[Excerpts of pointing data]

┌──

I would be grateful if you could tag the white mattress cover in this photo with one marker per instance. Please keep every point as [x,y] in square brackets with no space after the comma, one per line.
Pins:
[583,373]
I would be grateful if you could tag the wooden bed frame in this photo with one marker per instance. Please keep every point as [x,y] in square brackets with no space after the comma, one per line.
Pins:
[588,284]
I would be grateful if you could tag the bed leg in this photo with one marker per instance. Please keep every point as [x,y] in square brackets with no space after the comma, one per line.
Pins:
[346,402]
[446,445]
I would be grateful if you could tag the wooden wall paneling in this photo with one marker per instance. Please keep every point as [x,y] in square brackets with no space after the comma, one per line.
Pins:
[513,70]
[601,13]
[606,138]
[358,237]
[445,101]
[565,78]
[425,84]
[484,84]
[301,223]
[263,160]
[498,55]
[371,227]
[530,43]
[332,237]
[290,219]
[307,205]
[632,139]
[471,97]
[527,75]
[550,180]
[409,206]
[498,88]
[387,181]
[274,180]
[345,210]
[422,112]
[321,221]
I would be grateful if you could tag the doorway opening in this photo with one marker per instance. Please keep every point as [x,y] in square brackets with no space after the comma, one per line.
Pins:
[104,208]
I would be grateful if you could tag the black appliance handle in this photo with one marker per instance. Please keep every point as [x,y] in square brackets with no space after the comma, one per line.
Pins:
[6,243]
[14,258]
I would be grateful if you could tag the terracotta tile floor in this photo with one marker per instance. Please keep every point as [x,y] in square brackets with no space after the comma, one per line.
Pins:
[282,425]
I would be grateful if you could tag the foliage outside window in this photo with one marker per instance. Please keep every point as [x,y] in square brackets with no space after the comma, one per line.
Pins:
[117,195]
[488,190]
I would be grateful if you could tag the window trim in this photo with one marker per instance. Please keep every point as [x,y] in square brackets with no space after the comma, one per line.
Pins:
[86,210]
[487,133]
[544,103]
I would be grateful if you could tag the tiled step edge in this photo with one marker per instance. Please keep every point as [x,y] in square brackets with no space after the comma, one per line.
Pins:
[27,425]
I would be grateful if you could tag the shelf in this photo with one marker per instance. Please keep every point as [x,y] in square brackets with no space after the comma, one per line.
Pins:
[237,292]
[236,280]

└──

EXERCISE BRIEF: Only the lines from the one containing "I would be grateful if you could tag the black" to the end of the data should be printed, exactly as they stand.

CORRECT OUTPUT:
I would be grateful if you could tag the black appliance handle in this photo with one marker per instance. Please keep every point as [x,y] in square brackets with no space after the comma, one per line.
Pins:
[6,243]
[14,258]
I would be grateful if you could tag the terracotta tile floor in this photo with one marker per instance. Please keep every point as [x,y] in square brackets with no space after the comma, one per line.
Pins:
[282,425]
I would be grateful if you could tag the foliage outside window in this photo with one marker per instance. Please keep every point as [x,y] in square brackets with no space after the comma, one per line.
Pins:
[117,195]
[488,190]
I would be grateful if you could tag the window trim in this photo with one marker per instance. Please keep every point as [x,y] in square brackets with no space after the comma, one per line.
Pins:
[86,210]
[487,133]
[544,103]
I would be grateful if you could tag the tiled step edge in this photo with one marker per instance. Please keep every point as [x,y] in square brackets with no space after the comma, one per line.
Pins:
[27,425]
I would be grateful if you could tag the shelf in this photo with one marker per instance. Please keep every point as [x,y] in square brackets with no space after the comma, one per line.
Pins:
[237,292]
[236,280]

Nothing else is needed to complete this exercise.